> REQUIREMENTS:
1 > According to the market reports description, over how many prior days is the average Instructed Mileage in Mileage Calculation Components calculated?
2 > Continue the market reports description from its last sentence.

> PAGE TEXT:

━━━━━━━━

AS Results – Ancillary Service Capacity awarded and self-provided, by AS type, posted for each AS Region. Also posts the sum of the procured and self-scheduled. Posts hourly results for the Day-Ahead (DAM) and HASP markets, and 15 Minute results for the FMM, by resource type. Also posts Total AS Cost for each AS Region, by AS Type.

• Results will only post for AS Regions that are binding for that market run.

Actual Operating Reserves – Lists total actual Demand, AS, and Operating Reserves maintained during delivery (as a % of Load).

Mileage Calculation Components – Lists average Instructed Mileage (MW) from the prior seven days for each hour of a trading day. Posted daily.

6 CRR

The CRR Reports contains the following information:

CRR Clearing Prices – Congestion Revenue Rights auction clearing prices ($/MW) by PNode

CRR Inventory – Congestion Revenue Rights Daily inventory, including:

Market Term (long-term, short-term)

Time of use

Start-time and end-time

CRR type

CRR category

CRR Option (yes/no)

Source APNode

Sink APNode

MW amount

Owner ID

CRR Aggregated Revenue Adjustment Data – This report provides aggregated CRR Holder adjustments related to CRR settlements that were adjusted due to DAM flows on binding constraints being lower than the CRR flows on the same constraint as awarded through the CRR allocation and auction process.

Transmission Constraint ID: Constraint Name from the market

Constraint Case: This field contains either “Base Case”, or the name of the contingency case.

Notional Revenue: Full CRR value for all CRR Holders without reduction on the constraint.

Offset Revenue: The total offset adjustment on a constraint, for a trade day and hour. A positive value is a surplus and a negative value is a deficit.

7 Public Bids

This is a download-only data report that provides the Clean Bid payloads used by the markets, with certain fields modified for confidentiality. This report is provided at T+90, as defined in CAISO Tariff section 6.5.6.1.1 The Public Bids Reports contain the following information:

Clean Bid payloads used in the markets, with certain fields replaced by pseudo data as indicated; posted for DAM and RTM. and posted at T+90. The Public Bid Data is downloadable to XML and CSV only, for a single day at a time.

━━━━━━━━

> ITEMS:
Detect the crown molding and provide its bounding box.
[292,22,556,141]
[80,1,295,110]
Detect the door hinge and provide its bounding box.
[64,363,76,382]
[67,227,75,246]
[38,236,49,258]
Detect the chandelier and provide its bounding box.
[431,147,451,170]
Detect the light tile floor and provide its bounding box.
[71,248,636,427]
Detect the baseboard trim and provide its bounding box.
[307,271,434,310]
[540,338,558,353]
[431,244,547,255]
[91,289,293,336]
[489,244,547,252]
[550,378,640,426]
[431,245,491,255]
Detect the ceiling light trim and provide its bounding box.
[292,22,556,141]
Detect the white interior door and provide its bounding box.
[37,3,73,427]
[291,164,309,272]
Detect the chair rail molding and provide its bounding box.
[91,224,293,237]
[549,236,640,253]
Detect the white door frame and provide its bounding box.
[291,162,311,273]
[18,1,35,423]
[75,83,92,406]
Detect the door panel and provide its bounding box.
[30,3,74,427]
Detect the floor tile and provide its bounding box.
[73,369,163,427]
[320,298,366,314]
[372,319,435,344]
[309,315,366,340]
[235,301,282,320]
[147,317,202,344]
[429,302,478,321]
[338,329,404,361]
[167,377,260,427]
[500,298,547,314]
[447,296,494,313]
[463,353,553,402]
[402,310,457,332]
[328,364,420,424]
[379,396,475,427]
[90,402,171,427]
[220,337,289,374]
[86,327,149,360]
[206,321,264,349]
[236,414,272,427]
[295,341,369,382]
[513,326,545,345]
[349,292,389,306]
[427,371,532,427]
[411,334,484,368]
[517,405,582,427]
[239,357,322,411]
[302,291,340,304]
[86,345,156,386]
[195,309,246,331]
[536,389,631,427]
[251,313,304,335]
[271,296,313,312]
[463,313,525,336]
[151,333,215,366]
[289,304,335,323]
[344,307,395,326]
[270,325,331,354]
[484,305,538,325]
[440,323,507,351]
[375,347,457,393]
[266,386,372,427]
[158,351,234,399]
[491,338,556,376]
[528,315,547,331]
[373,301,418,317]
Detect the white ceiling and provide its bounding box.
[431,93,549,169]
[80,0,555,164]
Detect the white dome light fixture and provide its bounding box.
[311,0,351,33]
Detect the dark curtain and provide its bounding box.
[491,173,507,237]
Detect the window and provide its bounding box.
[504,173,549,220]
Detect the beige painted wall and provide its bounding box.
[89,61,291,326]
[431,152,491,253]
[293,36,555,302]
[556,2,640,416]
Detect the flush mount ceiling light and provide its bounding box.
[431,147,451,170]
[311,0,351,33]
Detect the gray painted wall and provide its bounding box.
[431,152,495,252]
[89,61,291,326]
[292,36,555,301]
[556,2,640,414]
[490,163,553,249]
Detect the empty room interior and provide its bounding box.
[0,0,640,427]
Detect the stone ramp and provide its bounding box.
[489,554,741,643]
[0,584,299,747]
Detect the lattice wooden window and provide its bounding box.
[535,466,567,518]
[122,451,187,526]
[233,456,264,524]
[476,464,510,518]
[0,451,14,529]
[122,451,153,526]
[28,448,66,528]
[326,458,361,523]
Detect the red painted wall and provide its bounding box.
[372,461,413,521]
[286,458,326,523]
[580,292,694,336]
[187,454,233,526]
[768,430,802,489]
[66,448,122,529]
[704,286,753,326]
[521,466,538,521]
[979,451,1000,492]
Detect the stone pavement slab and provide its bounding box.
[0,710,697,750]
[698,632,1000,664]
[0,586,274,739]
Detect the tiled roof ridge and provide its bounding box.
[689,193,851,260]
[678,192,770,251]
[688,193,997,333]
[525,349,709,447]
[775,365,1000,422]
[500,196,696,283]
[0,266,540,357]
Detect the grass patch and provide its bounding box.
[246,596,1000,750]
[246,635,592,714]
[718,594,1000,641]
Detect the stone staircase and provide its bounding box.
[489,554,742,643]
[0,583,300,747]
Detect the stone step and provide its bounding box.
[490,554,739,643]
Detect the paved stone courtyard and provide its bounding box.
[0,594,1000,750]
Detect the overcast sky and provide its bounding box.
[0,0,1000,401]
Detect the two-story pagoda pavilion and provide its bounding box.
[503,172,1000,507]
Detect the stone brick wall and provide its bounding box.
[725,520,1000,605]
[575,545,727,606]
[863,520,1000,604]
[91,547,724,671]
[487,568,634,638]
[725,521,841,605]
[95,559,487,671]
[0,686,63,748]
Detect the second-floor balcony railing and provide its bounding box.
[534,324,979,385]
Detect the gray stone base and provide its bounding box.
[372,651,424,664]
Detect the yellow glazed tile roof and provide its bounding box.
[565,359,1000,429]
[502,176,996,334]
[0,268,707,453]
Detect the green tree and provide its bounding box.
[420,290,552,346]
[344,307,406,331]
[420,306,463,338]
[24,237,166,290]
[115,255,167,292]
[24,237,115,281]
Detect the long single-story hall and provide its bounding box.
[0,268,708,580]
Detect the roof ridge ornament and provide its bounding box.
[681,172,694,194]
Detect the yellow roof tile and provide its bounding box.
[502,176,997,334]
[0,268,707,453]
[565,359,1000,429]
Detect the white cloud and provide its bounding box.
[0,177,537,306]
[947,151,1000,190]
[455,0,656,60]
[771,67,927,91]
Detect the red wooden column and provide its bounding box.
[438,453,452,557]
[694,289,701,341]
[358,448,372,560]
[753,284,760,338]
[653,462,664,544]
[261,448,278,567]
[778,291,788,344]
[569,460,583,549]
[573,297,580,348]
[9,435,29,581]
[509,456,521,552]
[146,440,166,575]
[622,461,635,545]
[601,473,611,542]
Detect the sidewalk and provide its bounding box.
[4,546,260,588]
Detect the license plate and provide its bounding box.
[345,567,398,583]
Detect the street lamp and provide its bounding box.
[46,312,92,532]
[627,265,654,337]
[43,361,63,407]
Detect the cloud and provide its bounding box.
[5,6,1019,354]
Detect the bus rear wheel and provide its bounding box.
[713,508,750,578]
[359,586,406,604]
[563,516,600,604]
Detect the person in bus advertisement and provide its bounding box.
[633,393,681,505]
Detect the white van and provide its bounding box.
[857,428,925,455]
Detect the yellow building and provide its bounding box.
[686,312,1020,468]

━━━━━━━━

> RESPONSES TO THE EXERCISE:
1 > The prior seven days.

2 >
Convergence Bidding Public Bids – Posts Virtual Bidding results from the Clean Bid payloads for the DAM, with the SC ID and Node ID replaced with pseudo values. Posted at T+90. The Virtual Bidding Public Bid Data is downloadable to XML and CSV only, for a single day at a time.

Congestion Revenue Rights (CRR) Public Bids - Bids submitted and used in the CRR auction markets, with certain fields replaced by pseudo data as indicated. Posted for the monthly auctions 90 days after the close of markets and seasonal auctions after each relevant quarter has passed. The Public Bid Data is downloadable to XML and CSV only, for a single market at a time.

8 Atlas

The Atlas Report includes the following information:

PNode Listing – List all pricing locations. Complete Network PNode Listing including PNode IDs and effective dates of operation. For Virtual Bidding purposes, the report also displays an indicator of whether or not the PNode is eligible for Virtual Bidding, the maximum MW Limit associated with each PNode as well as the effective start and end date for the limit. Maximum MW limits will not be posted for PNodes associated with Interties.

APNode Listing – Lists All Aggregated Pricing Node locations used in CAISO Markets. For Virtual Bidding purposes, the report also displays an indicator of whether or not the APNode is eligible for CB, the maximum MW Limit associated with each APNode as well as the effective start and end date for the limit. Maximum MW limits will not be posted for APNodes associated with Interties.

Load Distribution Factors (LDFs) – Lists typical participation factors that map PNodes to APNodes.

Load Aggregation Point Listing – List of all Load Aggregation Points in CAISO, by type. Includes APNode ID, APNode Type, and effective dates of operation.

Market Resource Listing – List of CAISO Resources. Including Generating Unit ID, PNode, aggregation type, resource type, effective dates.[18]

Trading Hub Listing– lists all Trading Hub APNodes in CAISO; APNode ID, and effective dates.

Trading Hub – PNode Mapping – Map of all PNodes to each Trading Hub APNode.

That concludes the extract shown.